> **WORK TO COMPLETE**
Find the line with "Target: bird's leg" in the listing below. Write it out exactly, along with every later line up to the final one.

> **SUPPLIED RECORDS**
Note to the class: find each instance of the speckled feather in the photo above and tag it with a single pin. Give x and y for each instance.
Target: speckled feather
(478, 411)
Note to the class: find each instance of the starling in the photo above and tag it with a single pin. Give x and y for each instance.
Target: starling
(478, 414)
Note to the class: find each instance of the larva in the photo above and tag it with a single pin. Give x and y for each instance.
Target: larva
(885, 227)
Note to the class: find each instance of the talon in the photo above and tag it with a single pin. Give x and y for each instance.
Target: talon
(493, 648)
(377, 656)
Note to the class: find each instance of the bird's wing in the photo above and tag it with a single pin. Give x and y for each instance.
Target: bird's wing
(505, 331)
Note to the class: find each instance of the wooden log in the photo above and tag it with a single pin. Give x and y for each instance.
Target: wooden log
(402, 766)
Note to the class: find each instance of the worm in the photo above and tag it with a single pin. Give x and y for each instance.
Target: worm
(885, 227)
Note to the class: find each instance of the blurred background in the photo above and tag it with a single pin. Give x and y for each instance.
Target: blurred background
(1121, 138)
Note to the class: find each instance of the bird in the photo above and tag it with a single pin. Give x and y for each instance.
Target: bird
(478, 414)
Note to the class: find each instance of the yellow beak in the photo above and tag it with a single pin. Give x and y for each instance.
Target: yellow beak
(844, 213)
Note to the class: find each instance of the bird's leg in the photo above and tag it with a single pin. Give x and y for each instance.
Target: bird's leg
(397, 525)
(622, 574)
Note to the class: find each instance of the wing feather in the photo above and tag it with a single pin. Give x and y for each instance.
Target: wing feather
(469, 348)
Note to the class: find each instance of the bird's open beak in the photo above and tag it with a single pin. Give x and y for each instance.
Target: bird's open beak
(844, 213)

> **SOLUTION TO THIS TASK**
Target: bird's leg
(397, 525)
(622, 574)
Note to the class: find each instance of the wing feather in the photo above and tag it with a single pin. Give x and y for each instance.
Target: wing feather
(469, 348)
Note to the class: find each instance of the bird's open beak in the photo above and tag it with a single pin. Give x and y for each instance.
Target: bird's open beak
(844, 213)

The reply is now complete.